§ Aim of the exercise: Rewrite every line of the entries below, including the lines that ask for points, and offset each pixel coordinate in the answers by adding 80 to it. Leave the pictures out.

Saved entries
"""
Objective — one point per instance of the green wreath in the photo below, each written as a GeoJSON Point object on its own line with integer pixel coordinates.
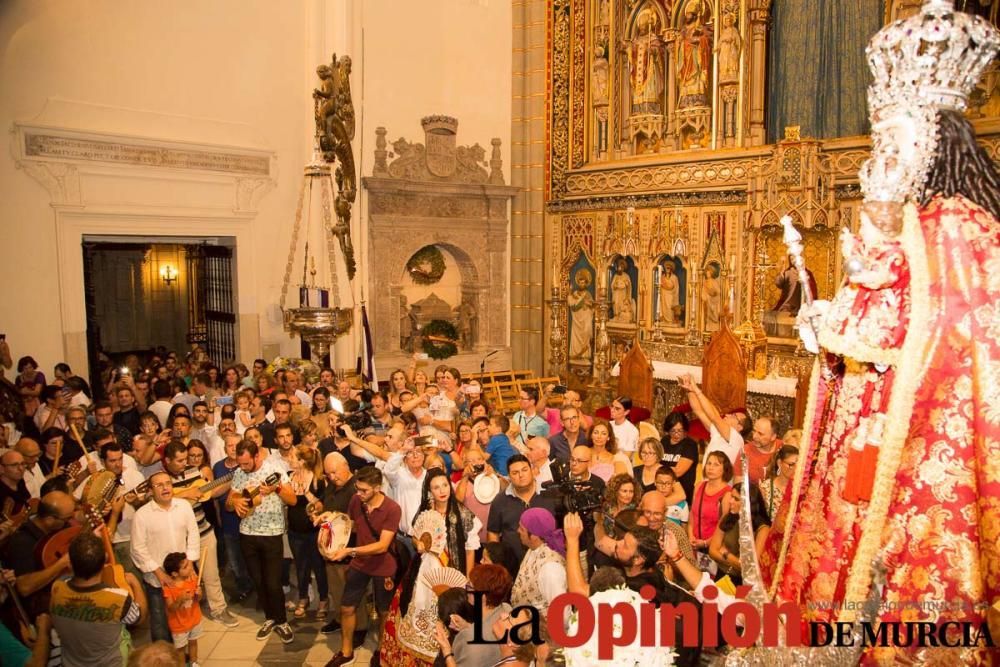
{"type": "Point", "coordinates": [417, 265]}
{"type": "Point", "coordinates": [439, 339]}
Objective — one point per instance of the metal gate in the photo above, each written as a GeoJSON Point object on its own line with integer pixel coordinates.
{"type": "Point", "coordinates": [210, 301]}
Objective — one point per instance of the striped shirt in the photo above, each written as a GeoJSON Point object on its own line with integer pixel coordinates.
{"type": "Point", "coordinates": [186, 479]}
"""
§ The response:
Objective — one point per instance of the green wreath in the photo below, each written as a GeoJSON Point object on its own line with integer pixel coordinates.
{"type": "Point", "coordinates": [497, 345]}
{"type": "Point", "coordinates": [519, 419]}
Objective — one point per instance of the metal gate in the photo above, each written as a GeoJSON Point object on its own line with integer pixel coordinates.
{"type": "Point", "coordinates": [290, 381]}
Objective — one point per instance of the striped shirt in the photo above, each written as a GeoJSON Point object on its own line with integer pixel coordinates.
{"type": "Point", "coordinates": [266, 559]}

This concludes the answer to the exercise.